抜粋本文 ▸
=======
ここでバグが出るとかなり致命的になり、下手をすると損害賠償請求に発展することもあります。

総合試験をやるためには

  • プログラム単体のバグを摘出する単体試験
  • プログラム間の連携やデータの連携が正常に行われることを確認する結合試験
  • その量フェーズで発生した不具合に対して対処を行ったときの修正試験

といった数段階の試験を行っているため、ここでバグが出るということはどこかの試験に大きな欠陥があったということになります。

そのため軽微な物であっても全てのプログラムに対して類似がないか総点検を行ったり、類似があった場合、類似があったことを報告して、その影響範囲も全て報告して修正の承諾を得るというかなり面倒な手続きが必要になります。

当然このフェーズでの修正作業は見積もりには入っていないため、修正をするとプロジェクトとして損失になりますし、エンジニアも本来の総合試験の業務とは別にプログラム修正や単体試験をもう一度やらなくてはいけなくなります。

バグは出ることが前提

プログラムを作成して、いざ各テストフェーズに入るときに、テスト設計や工程を立てている段階でテスト件数から何件バグがあるのかを事前に見積もりを立てておきます

つまりテストをするときは「バグは出ることが前提」でスケジュールが立てられます。

これは何を意味すのかというと「バグは出て当然」ということを意味しています。

当然ながらどんなバグでも出していいわけではなく、テストのフェーズに合わせたエラーの出し方というのがあります。

メンタルが弱かったりすると「自分のバグのせいで」や「こんなに大量のバグが出ている」と落ち込んでしまう人もいます。

しかし、そういう人ほどプラスに考えてほしいです。ちゃんとテストをしたから本番稼働前に摘出出来たという考え方も出来ます。バグが確認できるのはそれだけテストが効率的に行われているということではないでしょうか。

バグを出さないエンジニアとは

エンジニアとして仕事をしていると、「あの人本番で全然バグ出さない」「いつも高品質の物を納品している」という人が必ずいます。そういう人は周りからも尊敬されますし、お客様からも高い信頼を得ることができます。

駆け出しのエンジニアからしたら雲の上の存在ではありますが、皆さんも以下のステップをしっかり理解し、実践するだけでそういうエンジニアになることができます。
=======
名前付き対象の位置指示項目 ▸
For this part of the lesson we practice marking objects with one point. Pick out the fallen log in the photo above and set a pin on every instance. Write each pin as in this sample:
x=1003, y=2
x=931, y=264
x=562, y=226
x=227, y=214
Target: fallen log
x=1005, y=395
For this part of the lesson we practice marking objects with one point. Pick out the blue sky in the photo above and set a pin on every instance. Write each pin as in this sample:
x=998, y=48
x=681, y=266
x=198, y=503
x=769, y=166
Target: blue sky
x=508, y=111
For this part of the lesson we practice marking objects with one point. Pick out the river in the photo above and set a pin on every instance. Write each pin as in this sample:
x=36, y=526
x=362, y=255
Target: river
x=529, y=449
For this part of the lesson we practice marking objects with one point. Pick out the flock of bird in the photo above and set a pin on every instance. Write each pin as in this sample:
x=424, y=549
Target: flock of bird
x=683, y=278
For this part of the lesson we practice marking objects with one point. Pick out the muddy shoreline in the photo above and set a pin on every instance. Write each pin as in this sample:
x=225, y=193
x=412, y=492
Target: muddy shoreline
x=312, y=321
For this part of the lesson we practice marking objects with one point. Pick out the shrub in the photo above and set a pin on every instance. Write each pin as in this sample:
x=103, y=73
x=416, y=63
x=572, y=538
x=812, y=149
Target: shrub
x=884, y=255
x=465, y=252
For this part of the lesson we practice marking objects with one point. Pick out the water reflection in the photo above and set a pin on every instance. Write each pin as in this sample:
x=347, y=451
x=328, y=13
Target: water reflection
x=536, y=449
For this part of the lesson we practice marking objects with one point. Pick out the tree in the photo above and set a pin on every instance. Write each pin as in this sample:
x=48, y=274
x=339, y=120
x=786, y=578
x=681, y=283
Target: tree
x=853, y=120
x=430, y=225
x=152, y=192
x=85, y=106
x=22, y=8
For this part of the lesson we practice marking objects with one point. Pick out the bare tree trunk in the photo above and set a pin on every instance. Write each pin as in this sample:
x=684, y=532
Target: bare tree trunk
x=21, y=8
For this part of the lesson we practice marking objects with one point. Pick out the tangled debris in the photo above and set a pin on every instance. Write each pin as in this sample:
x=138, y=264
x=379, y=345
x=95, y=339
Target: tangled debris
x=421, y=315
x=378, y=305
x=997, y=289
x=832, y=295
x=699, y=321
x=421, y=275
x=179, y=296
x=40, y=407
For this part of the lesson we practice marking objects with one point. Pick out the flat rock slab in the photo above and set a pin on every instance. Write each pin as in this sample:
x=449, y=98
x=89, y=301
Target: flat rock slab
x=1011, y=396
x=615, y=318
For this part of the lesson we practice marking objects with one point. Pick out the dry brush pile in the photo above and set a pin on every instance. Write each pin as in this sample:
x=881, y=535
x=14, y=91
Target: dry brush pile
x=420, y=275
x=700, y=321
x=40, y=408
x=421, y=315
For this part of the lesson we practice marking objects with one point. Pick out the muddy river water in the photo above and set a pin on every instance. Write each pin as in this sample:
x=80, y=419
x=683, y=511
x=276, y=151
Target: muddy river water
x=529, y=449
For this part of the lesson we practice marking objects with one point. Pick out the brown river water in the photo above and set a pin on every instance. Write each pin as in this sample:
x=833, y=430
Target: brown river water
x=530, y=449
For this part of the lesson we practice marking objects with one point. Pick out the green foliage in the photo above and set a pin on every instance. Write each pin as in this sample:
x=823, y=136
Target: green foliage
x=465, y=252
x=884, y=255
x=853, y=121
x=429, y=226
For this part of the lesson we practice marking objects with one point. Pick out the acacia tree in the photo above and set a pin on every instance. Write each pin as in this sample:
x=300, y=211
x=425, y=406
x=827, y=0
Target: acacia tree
=======
取り組む課題 ▸
1: ソフトウェアテストに関する抜粋本文では、プログラム単体のバグを摘出する試験は何と呼ばれていますか？
2: リストの冒頭から「x=536, y=449」を含む行まで（その行も含む）を更新し、「Target」を「Object」に置き換えてください。ほかは一切変えず、その範囲だけを示してください。

練習問題の解答 ▸
1: 単体試験です。

2:
For this part of the lesson we practice marking objects with one point. Pick out the fallen log in the photo above and set a pin on every instance. Write each pin as in this sample:
x=1003, y=2
x=931, y=264
x=562, y=226
x=227, y=214
Object: fallen log
x=1005, y=395
For this part of the lesson we practice marking objects with one point. Pick out the blue sky in the photo above and set a pin on every instance. Write each pin as in this sample:
x=998, y=48
x=681, y=266
x=198, y=503
x=769, y=166
Object: blue sky
x=508, y=111
For this part of the lesson we practice marking objects with one point. Pick out the river in the photo above and set a pin on every instance. Write each pin as in this sample:
x=36, y=526
x=362, y=255
Object: river
x=529, y=449
For this part of the lesson we practice marking objects with one point. Pick out the flock of bird in the photo above and set a pin on every instance. Write each pin as in this sample:
x=424, y=549
Object: flock of bird
x=683, y=278
For this part of the lesson we practice marking objects with one point. Pick out the muddy shoreline in the photo above and set a pin on every instance. Write each pin as in this sample:
x=225, y=193
x=412, y=492
Object: muddy shoreline
x=312, y=321
For this part of the lesson we practice marking objects with one point. Pick out the shrub in the photo above and set a pin on every instance. Write each pin as in this sample:
x=103, y=73
x=416, y=63
x=572, y=538
x=812, y=149
Object: shrub
x=884, y=255
x=465, y=252
For this part of the lesson we practice marking objects with one point. Pick out the water reflection in the photo above and set a pin on every instance. Write each pin as in this sample:
x=347, y=451
x=328, y=13
Object: water reflection
x=536, y=449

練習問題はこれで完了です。